Deleting a model server
When you no longer need a model server to host models, you can remove it from your data science project.
Note
|
When you remove a model server, you also remove the models that are hosted on that model server. As a result, the models are no longer available to applications. |
-
You have created a data science project and an associated model server.
-
You have notified the users of the applications that access the models that the models will no longer be available.
-
From the Open Data Hub dashboard, click Data science projects.
The Data science projects page opens.
-
Click the name of the project from which you want to delete the model server.
A project details page opens.
-
Click the Models tab.
-
Click the action menu (⋮) beside the project whose model server you want to delete and then click Delete model server.
The Delete model server dialog opens.
-
Enter the name of the model server in the text field to confirm that you intend to delete it.
-
Click Delete model server.
-
The model server that you deleted is no longer displayed on the Models tab for the project.
Deploying a model by using the multi-model serving platform
You can deploy trained models on Open Data Hub to enable you to test and implement them into intelligent applications. Deploying a model makes it available as a service that you can access by using an API. This enables you to return predictions based on data inputs.
When you have enabled the multi-model serving platform, you can deploy models on the platform.
-
You have logged in to Open Data Hub.
-
You have enabled the multi-model serving platform.
-
You have created a data science project and added a model server.
-
You have access to S3-compatible object storage.
-
For the model that you want to deploy, you know the associated folder path in your S3-compatible object storage bucket.
-
In the left menu of the Open Data Hub dashboard, click Data science projects.
The Data science projects page opens.
-
Click the name of the project that you want to deploy a model in.
A project details page opens.
-
Click the Models tab.
-
Click Deploy model.
-
Configure properties for deploying your model as follows:
-
In the Model name field, enter a unique name for the model that you are deploying.

■ STORED ROWS:
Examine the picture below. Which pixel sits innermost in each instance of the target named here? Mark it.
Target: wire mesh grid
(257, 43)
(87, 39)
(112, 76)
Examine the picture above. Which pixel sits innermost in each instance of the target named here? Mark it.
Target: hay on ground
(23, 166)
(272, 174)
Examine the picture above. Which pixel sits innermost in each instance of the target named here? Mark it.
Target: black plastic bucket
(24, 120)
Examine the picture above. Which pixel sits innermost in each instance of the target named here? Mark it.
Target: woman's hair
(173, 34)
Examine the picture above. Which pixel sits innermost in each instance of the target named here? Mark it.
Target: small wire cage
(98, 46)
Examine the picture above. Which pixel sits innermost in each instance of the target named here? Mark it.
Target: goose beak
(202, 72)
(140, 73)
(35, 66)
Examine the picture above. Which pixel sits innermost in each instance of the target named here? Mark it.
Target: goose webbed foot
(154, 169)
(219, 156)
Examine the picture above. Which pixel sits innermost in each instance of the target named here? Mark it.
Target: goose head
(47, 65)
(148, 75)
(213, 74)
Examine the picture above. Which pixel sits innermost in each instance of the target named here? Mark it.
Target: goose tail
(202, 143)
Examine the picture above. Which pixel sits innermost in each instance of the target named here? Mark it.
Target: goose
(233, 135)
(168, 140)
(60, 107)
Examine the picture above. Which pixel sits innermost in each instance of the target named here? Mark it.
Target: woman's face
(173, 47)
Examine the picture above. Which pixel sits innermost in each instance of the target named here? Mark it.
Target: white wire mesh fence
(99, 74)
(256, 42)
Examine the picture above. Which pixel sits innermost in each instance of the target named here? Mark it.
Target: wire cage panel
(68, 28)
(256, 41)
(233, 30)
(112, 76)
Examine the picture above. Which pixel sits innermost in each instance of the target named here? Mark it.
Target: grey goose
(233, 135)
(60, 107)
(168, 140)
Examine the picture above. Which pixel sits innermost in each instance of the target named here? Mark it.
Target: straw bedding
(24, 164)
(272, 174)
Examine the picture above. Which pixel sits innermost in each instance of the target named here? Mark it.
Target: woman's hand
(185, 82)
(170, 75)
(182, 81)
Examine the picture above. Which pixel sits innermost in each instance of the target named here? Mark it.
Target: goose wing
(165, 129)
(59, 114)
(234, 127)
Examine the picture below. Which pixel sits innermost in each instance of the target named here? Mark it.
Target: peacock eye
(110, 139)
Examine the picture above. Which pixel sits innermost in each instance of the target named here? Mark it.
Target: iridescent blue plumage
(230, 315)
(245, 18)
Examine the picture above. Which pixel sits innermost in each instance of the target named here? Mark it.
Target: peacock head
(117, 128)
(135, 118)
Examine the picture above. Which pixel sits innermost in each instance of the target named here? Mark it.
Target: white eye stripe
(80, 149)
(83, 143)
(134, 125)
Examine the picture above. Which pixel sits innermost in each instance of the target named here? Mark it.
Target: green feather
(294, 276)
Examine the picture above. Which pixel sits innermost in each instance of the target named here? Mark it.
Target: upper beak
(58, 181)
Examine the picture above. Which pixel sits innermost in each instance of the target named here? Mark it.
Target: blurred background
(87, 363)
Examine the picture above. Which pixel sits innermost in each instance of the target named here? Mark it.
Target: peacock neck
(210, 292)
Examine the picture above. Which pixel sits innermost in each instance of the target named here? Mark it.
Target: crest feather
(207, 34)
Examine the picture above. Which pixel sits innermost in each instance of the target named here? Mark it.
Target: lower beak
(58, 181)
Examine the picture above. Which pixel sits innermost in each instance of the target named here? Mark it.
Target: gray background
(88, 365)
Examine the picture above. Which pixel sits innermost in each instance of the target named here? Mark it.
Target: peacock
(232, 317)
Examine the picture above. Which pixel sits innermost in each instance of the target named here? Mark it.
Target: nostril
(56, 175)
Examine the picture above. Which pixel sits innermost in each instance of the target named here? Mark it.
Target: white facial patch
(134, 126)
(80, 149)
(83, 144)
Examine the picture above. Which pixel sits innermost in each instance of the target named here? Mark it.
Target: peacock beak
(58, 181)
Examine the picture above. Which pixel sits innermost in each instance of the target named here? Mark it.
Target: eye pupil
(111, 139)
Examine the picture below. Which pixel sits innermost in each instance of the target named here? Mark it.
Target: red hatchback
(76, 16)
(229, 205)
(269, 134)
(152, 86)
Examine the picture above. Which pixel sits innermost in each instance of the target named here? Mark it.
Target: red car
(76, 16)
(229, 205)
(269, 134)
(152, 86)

■ REQUIREMENTS:
**A.** Repeat word for word the portion of the Open Data Hub excerpt from "When you have" up to and including "multi-model serving platform.".
**B.** According to the Open Data Hub excerpt, what happens to the models hosted on a model server when that server is removed?
The rows come from a source separate from the Open Data Hub excerpt.

■ FINAL ANSWERS:
**A.**
When you have enabled the multi-model serving platform, you can deploy models on the platform.
-
You have logged in to Open Data Hub.
-
You have enabled the multi-model serving platform.

**B.** They are removed along with it and are no longer available to applications.